---- Provided information

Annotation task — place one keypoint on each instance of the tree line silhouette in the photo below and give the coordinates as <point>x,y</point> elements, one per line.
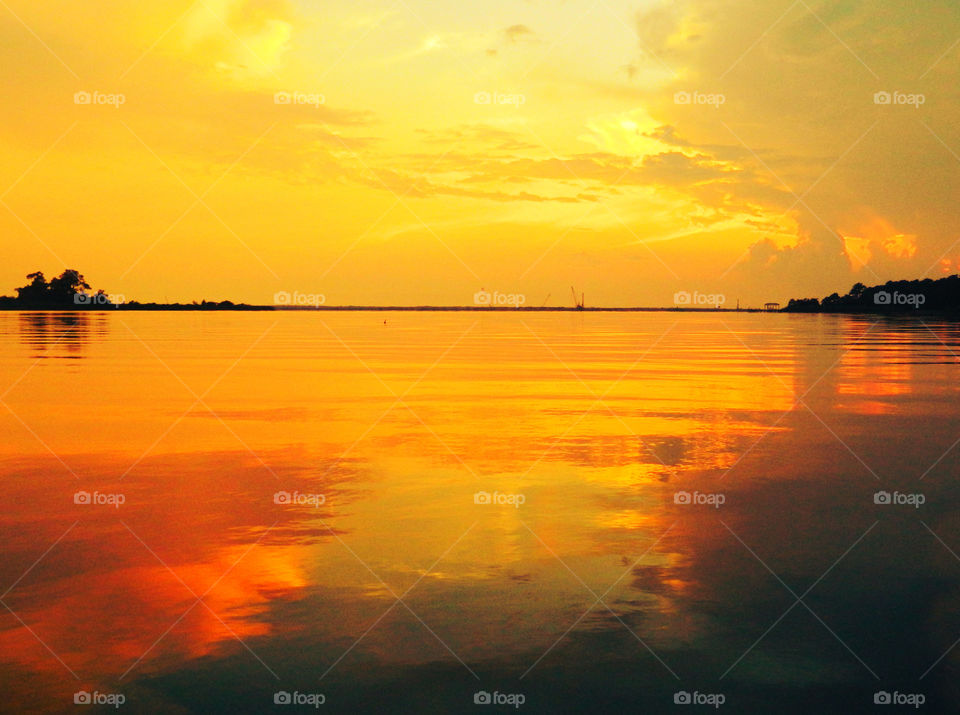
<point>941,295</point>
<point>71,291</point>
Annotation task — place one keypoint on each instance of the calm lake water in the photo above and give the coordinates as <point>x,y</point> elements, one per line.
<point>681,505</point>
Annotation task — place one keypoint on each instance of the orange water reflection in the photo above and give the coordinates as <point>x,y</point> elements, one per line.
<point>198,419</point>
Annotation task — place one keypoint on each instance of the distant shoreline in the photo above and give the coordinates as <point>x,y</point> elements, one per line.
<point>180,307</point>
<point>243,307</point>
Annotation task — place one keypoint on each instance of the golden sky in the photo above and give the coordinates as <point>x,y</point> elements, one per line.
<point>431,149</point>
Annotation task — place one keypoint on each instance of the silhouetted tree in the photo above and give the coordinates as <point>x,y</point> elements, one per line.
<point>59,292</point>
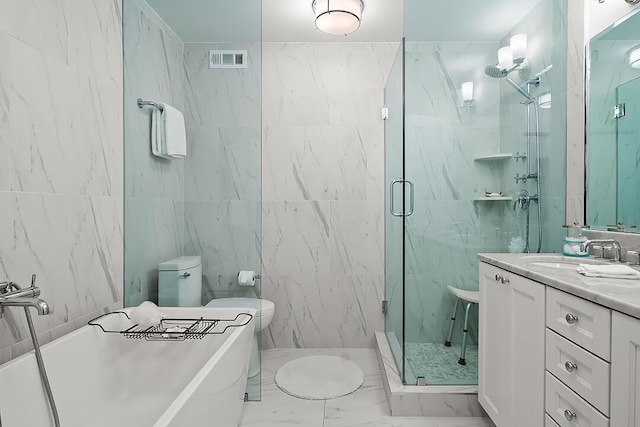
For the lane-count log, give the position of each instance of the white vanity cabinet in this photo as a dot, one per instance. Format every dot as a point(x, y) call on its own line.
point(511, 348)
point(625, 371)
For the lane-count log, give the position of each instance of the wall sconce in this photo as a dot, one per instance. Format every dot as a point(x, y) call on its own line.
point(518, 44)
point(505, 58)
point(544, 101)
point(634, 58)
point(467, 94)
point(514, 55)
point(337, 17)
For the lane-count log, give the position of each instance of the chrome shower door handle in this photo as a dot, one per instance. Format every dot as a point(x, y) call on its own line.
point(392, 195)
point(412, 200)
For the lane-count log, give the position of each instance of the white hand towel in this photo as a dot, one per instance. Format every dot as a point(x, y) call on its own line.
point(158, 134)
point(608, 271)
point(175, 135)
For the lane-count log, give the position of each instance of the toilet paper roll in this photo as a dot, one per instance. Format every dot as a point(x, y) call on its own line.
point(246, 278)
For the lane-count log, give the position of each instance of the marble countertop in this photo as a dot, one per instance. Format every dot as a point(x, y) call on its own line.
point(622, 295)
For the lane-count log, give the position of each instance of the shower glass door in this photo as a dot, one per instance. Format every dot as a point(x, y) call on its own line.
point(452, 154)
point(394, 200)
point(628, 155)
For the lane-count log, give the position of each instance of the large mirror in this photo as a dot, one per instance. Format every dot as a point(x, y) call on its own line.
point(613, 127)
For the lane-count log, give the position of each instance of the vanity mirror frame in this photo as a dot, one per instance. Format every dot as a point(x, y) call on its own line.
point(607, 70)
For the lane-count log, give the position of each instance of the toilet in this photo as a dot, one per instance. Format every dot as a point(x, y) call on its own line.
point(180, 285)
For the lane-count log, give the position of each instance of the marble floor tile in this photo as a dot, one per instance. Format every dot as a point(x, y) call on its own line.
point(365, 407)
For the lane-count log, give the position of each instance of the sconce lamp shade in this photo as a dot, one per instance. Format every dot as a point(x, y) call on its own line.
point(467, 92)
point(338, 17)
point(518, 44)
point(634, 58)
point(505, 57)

--------

- _Aim of the exercise_: Format every line above as a JSON array of strings, one string per line, skipping blank lines. Leave the pictures out.

- _Task answer_:
[
  "Annotation task — place one keypoint on each instance of the tree line silhouette in the photo below and give the coordinates as <point>x,y</point> elements, one per line.",
  "<point>941,295</point>",
  "<point>71,291</point>",
  "Annotation task — place one keypoint on each instance of the calm lake water in the photo above and give the coordinates as <point>x,y</point> elements, one per line.",
  "<point>681,505</point>",
  "Annotation task — place one keypoint on each instance of the orange water reflection in the photo above and give the coordinates as <point>x,y</point> elements, one per line.",
  "<point>198,419</point>",
  "Annotation task — place one keypoint on each instance of the distant shoreline in the photo above and give the coordinates as <point>x,y</point> elements, one per line.",
  "<point>180,307</point>",
  "<point>243,307</point>",
  "Annotation task — place one keypoint on each instance of the golden sky in the photo above and give the coordinates as <point>x,y</point> elements, one per line.",
  "<point>431,149</point>",
  "Annotation task — place one keypoint on each instance of the silhouetted tree in the photo above and give the coordinates as <point>x,y</point> elements, one per line.",
  "<point>59,292</point>",
  "For the lane-count log, give the position of each instance of the white vanity cabinet in this photo as a dot, one per instance. Format every dot as a point(x, y) call on its own line.",
  "point(511, 348)",
  "point(625, 371)",
  "For the lane-count log, give the position of each instance of the wall sconce in this photo as a dot, one per instance. Format every dot as a point(x, y) call on its own line.",
  "point(518, 44)",
  "point(505, 58)",
  "point(544, 101)",
  "point(634, 58)",
  "point(467, 94)",
  "point(514, 55)",
  "point(337, 17)",
  "For the lane-count log, give the position of each instance of the chrome shower door handle in this photo as a dot, one per instance. Format every dot as a point(x, y) call on its own line.",
  "point(392, 195)",
  "point(412, 200)",
  "For the lane-count log, give the position of each instance of the white hand towel in this photo as a dot, one per instance. Format every dot as a point(x, y) call on its own line.",
  "point(158, 134)",
  "point(608, 271)",
  "point(175, 135)",
  "For the lane-count log, give the position of each instance of the toilet paper roll in this photo as a dot, one per instance. Format every dot as a point(x, y) call on its own line.",
  "point(246, 278)",
  "For the lane-count log, give the position of each instance of the marble countertop in this photo as a dot, one per instance. Format every dot as a point(x, y) call on its own line.",
  "point(622, 295)",
  "For the lane-count log, give the position of each instance of the shower glass door in this photo as a dot, one per instance. Format every dot as a point(x, y) call on its own line.",
  "point(452, 154)",
  "point(394, 200)",
  "point(628, 155)",
  "For the lane-count log, give the position of each instance of the large mirror in this photo as a dot, one per instance. Format every dot as a point(x, y) call on its own line.",
  "point(613, 127)",
  "For the lane-count log, give the position of each instance of the vanity mirror frame in this photo as a dot, one per instance. Format every dot as a point(x, y) call on its own line.",
  "point(607, 70)",
  "For the lane-count log, give the position of each instance of the toilet in this photo as a dot, one per instance. Format every dot as a point(x, y) call on its own line.",
  "point(180, 285)",
  "For the lane-count log, give the position of each instance of the marble floor tile in this photo as a dot, one per instance. Format every dot as a point(x, y) call on its own line.",
  "point(365, 407)",
  "For the lane-count log, give the position of each instance of the sconce lamp shade in this photo as a dot, one per instance. Format every dot as a point(x, y) call on its own line.",
  "point(467, 92)",
  "point(338, 17)",
  "point(518, 44)",
  "point(634, 58)",
  "point(505, 57)"
]